**CONSEGNE**.
[1] Secondo il brano sull'AI sovrana, su quali testi e dati sono addestrate principalmente le AI globali come ChatGPT e Gemini Pro?
[2] Continua il brano sull'AI sovrana a partire dalla sua ultima frase.

Il paper CultureLLM (allegato) parla proprio di questo: le AI globali come ChatGPT e Gemini Pro tendono a essere dominate da una prospettiva occidentale, perché sono addestrate principalmente su testi in inglese e su dati prodotti in contesti anglofoni. Questo porta a un problema: quando un modello AI affronta un tema culturalmente sensibile, tende a fornire risposte “neutre”, ma questa neutralità è spesso una maschera per un bias latente.
L’idea dietro progetti come CultureLLM è quella di creare modelli che siano più sensibili alle differenze culturali, generando risposte che riflettano meglio il punto di vista di una determinata comunità. Peccato che questa nobile intenzione possa facilmente trasformarsi in un’arma a doppio taglio: se l’AI viene addestrata a riflettere la cultura locale, cosa succede quando quella cultura è apertamente discriminatoria, conservatrice o autoritaria?
Immaginiamo un’AI sovrana sviluppata in un paese con forti restrizioni sulla libertà di espressione. Chiederle un’opinione su temi politici scottanti sarebbe come parlare con il portavoce del governo: risposte ambigue, censure mascherate da “scelte etiche” e una visione del mondo rigidamente allineata con l’ideologia dominante.
L’altro grande problema dell’AI sovrana è che, a meno che non si tratti di una superpotenza tecnologica con risorse infinite, sviluppare un modello competitivo è quasi impossibile. Addestrare un’AI avanzata richiede enormi quantità di dati, potenza di calcolo e talenti altamente qualificati – tre cose che non tutti i paesi possono permettersi.

**ESTRATTO DEI DATI**.
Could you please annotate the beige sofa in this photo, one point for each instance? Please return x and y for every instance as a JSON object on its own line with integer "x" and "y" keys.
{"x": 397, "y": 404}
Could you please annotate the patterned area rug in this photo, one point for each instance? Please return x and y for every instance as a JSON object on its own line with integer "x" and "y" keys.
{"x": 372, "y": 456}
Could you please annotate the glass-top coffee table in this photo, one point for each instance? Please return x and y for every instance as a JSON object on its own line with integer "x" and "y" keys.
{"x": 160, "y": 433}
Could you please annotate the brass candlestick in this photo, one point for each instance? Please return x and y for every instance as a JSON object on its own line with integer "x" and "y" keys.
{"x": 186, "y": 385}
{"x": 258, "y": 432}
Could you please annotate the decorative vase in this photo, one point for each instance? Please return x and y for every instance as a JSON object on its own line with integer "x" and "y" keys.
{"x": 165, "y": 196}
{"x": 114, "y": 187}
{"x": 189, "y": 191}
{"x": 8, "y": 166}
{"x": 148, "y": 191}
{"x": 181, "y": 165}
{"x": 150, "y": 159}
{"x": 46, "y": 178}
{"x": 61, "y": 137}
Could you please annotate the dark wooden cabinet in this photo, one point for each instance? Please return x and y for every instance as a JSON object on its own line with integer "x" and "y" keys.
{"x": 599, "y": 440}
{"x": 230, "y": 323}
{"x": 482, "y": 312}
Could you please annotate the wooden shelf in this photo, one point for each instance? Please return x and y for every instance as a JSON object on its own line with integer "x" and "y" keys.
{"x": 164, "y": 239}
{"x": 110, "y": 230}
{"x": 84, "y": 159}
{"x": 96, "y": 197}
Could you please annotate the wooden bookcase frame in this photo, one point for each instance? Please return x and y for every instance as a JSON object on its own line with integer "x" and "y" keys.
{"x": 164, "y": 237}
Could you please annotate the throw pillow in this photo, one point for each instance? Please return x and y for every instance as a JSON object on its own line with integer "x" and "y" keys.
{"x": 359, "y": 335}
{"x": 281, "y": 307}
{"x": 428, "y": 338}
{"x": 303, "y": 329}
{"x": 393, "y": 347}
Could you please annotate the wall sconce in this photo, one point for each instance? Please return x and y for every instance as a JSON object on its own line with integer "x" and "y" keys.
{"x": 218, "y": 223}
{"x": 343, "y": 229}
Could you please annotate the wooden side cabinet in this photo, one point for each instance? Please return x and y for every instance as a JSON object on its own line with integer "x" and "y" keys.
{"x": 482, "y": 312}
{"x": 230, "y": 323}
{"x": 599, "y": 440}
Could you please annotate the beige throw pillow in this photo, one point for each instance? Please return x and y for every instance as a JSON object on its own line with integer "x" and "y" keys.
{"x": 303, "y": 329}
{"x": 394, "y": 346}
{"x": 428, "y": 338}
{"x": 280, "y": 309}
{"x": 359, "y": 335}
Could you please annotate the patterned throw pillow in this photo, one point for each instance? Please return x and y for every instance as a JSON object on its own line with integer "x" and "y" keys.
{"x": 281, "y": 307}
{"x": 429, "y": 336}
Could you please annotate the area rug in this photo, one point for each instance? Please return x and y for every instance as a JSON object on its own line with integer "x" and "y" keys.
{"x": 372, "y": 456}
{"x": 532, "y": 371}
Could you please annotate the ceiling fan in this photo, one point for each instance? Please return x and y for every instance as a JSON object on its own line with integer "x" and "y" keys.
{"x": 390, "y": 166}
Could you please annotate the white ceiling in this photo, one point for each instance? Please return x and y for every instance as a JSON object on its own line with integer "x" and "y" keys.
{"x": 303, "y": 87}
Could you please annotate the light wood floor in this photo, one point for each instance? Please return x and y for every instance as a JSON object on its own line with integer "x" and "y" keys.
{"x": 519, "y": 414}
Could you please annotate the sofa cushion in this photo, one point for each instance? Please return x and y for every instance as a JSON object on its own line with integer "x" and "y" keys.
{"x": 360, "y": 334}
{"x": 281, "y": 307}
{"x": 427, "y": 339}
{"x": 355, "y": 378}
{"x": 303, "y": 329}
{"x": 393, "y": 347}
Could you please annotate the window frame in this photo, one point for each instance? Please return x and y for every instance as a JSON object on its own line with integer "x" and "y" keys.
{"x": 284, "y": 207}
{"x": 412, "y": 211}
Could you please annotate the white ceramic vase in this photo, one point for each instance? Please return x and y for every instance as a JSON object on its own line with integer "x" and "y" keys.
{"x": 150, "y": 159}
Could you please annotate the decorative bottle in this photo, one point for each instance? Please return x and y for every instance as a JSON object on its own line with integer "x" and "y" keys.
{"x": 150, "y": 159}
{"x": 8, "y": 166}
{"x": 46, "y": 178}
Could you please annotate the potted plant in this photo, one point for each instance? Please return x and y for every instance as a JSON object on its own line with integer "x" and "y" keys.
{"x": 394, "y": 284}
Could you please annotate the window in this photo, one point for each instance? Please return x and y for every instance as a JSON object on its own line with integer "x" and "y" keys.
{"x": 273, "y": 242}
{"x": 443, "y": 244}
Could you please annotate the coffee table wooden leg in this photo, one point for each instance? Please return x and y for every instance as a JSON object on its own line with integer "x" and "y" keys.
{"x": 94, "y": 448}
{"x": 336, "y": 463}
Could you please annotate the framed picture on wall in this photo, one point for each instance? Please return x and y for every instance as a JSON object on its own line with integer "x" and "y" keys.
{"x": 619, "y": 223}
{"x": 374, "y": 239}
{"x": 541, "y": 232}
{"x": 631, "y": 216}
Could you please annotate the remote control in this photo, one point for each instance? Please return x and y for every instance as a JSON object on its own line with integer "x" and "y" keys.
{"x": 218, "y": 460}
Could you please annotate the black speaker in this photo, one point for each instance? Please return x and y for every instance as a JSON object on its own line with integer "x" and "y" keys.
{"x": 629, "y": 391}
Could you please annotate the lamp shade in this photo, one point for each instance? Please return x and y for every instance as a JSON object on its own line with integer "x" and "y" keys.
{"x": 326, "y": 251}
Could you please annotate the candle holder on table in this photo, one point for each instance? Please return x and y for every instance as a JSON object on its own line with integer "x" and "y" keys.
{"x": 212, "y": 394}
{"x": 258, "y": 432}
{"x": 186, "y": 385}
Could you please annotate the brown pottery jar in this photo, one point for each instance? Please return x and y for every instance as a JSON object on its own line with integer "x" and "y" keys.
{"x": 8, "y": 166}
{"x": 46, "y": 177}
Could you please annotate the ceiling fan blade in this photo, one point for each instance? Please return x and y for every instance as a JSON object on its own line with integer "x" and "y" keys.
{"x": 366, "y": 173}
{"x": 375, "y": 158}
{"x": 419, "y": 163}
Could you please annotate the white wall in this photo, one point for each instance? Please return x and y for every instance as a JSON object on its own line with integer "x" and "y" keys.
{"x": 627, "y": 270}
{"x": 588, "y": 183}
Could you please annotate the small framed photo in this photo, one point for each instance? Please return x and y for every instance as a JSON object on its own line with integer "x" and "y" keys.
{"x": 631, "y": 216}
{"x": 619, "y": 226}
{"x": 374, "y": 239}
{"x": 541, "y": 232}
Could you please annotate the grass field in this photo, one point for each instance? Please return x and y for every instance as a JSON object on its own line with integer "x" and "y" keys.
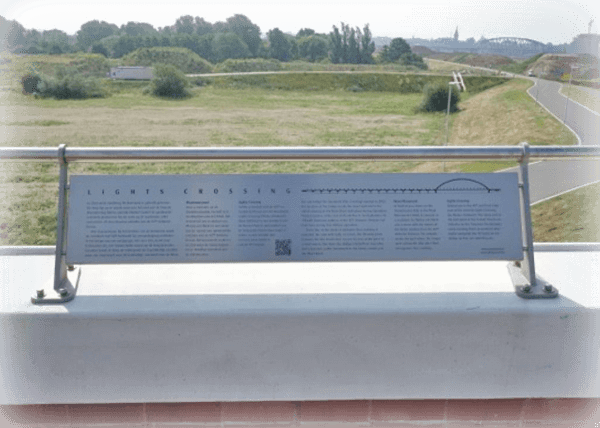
{"x": 589, "y": 98}
{"x": 572, "y": 217}
{"x": 224, "y": 117}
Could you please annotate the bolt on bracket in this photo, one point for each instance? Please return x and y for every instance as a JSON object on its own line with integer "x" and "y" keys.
{"x": 65, "y": 292}
{"x": 540, "y": 289}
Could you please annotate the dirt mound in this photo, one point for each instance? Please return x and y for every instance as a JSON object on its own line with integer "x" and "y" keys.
{"x": 422, "y": 50}
{"x": 553, "y": 66}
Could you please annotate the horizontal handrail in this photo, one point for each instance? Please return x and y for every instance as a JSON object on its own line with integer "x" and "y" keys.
{"x": 96, "y": 154}
{"x": 545, "y": 247}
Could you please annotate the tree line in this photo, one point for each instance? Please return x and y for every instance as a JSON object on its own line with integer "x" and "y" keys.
{"x": 236, "y": 37}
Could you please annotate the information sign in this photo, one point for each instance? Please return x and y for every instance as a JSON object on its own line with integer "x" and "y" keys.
{"x": 293, "y": 217}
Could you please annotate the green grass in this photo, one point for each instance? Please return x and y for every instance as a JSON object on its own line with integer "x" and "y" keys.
{"x": 584, "y": 97}
{"x": 572, "y": 217}
{"x": 225, "y": 116}
{"x": 521, "y": 66}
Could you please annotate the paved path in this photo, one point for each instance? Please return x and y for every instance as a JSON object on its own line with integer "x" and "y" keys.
{"x": 550, "y": 178}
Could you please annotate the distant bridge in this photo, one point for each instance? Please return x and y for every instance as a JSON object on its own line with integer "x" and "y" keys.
{"x": 511, "y": 46}
{"x": 507, "y": 46}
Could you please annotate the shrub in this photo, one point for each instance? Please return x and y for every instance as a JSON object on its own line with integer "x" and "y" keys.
{"x": 29, "y": 83}
{"x": 413, "y": 59}
{"x": 182, "y": 58}
{"x": 70, "y": 86}
{"x": 169, "y": 82}
{"x": 435, "y": 98}
{"x": 247, "y": 65}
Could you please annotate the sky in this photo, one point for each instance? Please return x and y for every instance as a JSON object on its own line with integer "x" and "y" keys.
{"x": 547, "y": 21}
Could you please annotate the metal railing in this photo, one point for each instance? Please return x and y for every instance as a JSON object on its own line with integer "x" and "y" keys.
{"x": 106, "y": 154}
{"x": 521, "y": 154}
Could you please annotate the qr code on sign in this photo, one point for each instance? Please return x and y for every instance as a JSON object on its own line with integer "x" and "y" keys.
{"x": 283, "y": 247}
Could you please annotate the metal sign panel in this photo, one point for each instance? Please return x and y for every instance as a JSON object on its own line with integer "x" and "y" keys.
{"x": 293, "y": 217}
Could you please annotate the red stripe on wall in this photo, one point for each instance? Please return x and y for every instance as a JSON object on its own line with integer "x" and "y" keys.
{"x": 505, "y": 413}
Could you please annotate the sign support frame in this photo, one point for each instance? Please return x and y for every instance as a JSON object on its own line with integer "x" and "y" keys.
{"x": 64, "y": 286}
{"x": 65, "y": 283}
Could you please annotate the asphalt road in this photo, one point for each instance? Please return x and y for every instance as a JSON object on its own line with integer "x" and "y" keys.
{"x": 550, "y": 178}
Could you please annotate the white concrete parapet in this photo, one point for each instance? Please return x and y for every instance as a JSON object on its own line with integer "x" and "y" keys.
{"x": 299, "y": 331}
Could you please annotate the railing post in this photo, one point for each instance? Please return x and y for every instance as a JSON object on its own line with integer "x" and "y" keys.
{"x": 527, "y": 284}
{"x": 62, "y": 290}
{"x": 528, "y": 264}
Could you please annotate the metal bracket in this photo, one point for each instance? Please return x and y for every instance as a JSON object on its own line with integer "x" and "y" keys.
{"x": 66, "y": 290}
{"x": 540, "y": 290}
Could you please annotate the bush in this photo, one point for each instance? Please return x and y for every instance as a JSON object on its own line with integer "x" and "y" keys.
{"x": 70, "y": 86}
{"x": 29, "y": 83}
{"x": 435, "y": 98}
{"x": 182, "y": 58}
{"x": 169, "y": 82}
{"x": 413, "y": 59}
{"x": 247, "y": 65}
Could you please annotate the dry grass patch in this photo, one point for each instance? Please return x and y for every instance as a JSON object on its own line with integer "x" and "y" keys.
{"x": 572, "y": 217}
{"x": 506, "y": 116}
{"x": 587, "y": 97}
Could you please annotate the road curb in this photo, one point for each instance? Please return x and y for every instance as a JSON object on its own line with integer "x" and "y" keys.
{"x": 553, "y": 115}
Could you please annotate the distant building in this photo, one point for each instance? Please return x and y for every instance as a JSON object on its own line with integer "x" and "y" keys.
{"x": 587, "y": 44}
{"x": 131, "y": 73}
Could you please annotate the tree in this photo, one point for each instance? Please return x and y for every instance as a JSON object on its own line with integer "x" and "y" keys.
{"x": 94, "y": 31}
{"x": 435, "y": 98}
{"x": 32, "y": 37}
{"x": 249, "y": 32}
{"x": 337, "y": 51}
{"x": 413, "y": 59}
{"x": 352, "y": 52}
{"x": 99, "y": 48}
{"x": 367, "y": 46}
{"x": 312, "y": 48}
{"x": 54, "y": 41}
{"x": 279, "y": 46}
{"x": 168, "y": 81}
{"x": 12, "y": 32}
{"x": 203, "y": 27}
{"x": 185, "y": 24}
{"x": 229, "y": 45}
{"x": 305, "y": 32}
{"x": 137, "y": 28}
{"x": 395, "y": 50}
{"x": 125, "y": 44}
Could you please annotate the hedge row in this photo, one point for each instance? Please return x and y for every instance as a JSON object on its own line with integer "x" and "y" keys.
{"x": 378, "y": 82}
{"x": 247, "y": 65}
{"x": 182, "y": 58}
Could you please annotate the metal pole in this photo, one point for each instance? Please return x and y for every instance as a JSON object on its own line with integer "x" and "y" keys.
{"x": 528, "y": 264}
{"x": 60, "y": 268}
{"x": 567, "y": 105}
{"x": 448, "y": 111}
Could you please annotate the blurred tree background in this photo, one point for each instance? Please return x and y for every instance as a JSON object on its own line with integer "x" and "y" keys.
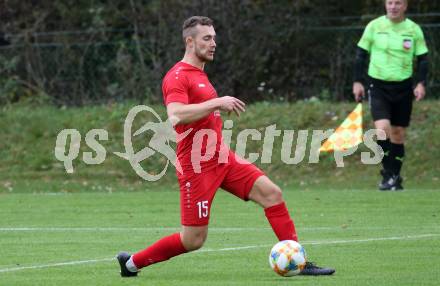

**RISPOSTE ALLE CONSEGNE**.
[1] Sono addestrate principalmente su testi in inglese e su dati prodotti in contesti anglofoni.

[2]
L’alternativa? Creare AI sovrane basate su tecnologie open-source, magari riadattando modelli come Llama di Meta o Mistral. Ma qui emerge un’altra stortura: il rischio che la “sovranità AI” diventi una scusa per creare sistemi inefficienti, costosi e pieni di limiti.
Immaginate la scena:
- Un’azienda italiana sviluppa un GPT-Italia su commissione del governo. Dopo anni di ritardi, il progetto viene lanciato con grande fanfara, ma il modello è goffo, lento e incapace di rispondere in modo intelligente alle domande più complesse.
- Gli utenti, delusi, continuano a usare ChatGPT, nonostante le raccomandazioni ufficiali di adottare l’AI nazionale.
- Il governo decide di imporre restrizioni all’uso di modelli stranieri per “proteggere l’industria locale”, costringendo aziende e cittadini a usare un’AI inferiore.
- I burocrati celebrano il successo dell’iniziativa, mentre gli sviluppatori in fuga twittano la loro frustrazione da un coworking a Berlino.
Chi vince davvero?
A chi conviene, quindi, l’AI sovrana? Sicuramente ai governi autoritari, che potranno modellare l’AI a loro immagine e somiglianza, filtrando contenuti scomodi e riscrivendo la realtà a proprio piacimento. Conviene anche ai colossi della difesa e della cybersicurezza, che vedranno un fiume di soldi pubblici investiti in progetti di AI nazionali.
Per il cittadino medio, invece, il vantaggio è meno chiaro. Se da un lato un’AI più attenta alle sfumature culturali potrebbe migliorare l’esperienza utente, dall’altro il rischio è di finire intrappolati in una bolla digitale fatta di censura, inefficienza e scarsa innovazione.
Quindi, sarà una cosa buona o no?
La risposta è: dipende. Se l’obiettivo dell’AI sovrana è quello di garantire maggiore diversità culturale nei modelli di intelligenza artificiale, potrebbe essere una buona idea. Ma se diventa un pretesto per il protezionismo digitale e il controllo governativo, il risultato sarà solo un mosaico di AI nazionali limitate, inefficienti e potenzialmente pericolose per la libertà di espressione.
L’AI sovrana potrebbe portarci in un futuro in cui ogni paese avrà la sua versione della verità, del linguaggio e della realtà digitale. Un mondo in cui chiedere a un chatbot “Cos’è la democrazia?” darà risposte radicalmente diverse a seconda della nazione in cui ci si trova.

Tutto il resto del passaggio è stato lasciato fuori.